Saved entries
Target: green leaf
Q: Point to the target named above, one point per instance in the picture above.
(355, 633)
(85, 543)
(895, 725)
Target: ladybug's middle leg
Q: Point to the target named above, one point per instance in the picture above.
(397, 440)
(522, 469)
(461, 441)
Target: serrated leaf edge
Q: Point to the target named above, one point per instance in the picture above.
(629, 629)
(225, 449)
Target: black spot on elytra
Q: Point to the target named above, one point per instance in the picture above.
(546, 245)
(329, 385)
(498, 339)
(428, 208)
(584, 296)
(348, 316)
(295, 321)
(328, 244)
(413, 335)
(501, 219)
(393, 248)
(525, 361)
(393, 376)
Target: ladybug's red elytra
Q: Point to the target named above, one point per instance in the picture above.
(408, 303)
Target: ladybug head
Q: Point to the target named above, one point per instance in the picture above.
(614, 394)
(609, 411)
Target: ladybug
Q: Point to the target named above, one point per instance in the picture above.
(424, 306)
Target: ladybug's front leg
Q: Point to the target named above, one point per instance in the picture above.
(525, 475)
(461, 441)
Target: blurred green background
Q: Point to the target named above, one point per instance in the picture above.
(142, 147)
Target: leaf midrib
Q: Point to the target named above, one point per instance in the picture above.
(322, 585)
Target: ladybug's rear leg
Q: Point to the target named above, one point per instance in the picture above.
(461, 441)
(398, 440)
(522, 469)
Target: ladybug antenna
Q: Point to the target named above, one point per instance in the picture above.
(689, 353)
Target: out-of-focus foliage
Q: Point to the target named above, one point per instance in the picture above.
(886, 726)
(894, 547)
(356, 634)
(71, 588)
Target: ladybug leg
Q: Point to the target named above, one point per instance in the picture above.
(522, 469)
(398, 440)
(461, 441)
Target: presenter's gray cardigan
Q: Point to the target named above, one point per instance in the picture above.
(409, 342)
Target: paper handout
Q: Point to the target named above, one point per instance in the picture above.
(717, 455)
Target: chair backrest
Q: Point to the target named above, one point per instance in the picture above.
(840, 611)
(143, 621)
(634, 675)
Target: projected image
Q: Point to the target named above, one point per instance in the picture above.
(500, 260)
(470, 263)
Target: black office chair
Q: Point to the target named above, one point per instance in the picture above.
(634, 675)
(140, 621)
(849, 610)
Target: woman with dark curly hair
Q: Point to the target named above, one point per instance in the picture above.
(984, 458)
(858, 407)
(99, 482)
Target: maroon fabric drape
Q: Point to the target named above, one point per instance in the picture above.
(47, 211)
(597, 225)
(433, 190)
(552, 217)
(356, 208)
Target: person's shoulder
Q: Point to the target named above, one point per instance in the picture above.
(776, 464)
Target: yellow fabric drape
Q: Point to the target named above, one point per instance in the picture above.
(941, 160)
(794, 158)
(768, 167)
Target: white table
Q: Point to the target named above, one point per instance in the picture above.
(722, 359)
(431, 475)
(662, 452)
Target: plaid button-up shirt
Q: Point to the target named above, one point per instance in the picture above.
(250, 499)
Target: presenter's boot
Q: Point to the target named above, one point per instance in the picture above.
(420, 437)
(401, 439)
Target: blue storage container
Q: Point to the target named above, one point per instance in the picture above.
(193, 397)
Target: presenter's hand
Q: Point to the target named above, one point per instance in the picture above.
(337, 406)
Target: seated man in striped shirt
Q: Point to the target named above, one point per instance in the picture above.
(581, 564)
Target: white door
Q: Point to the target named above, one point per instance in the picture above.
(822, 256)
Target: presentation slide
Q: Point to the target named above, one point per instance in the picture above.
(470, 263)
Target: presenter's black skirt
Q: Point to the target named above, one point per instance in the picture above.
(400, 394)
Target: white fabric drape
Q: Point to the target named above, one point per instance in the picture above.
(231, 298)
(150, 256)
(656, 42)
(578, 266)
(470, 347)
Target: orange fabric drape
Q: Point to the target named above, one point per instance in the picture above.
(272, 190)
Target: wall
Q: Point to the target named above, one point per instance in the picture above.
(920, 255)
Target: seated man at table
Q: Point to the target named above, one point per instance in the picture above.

#### What to do
Give the number of lines in the entries that contain the word "green", with no other text.

#### Exercise output
2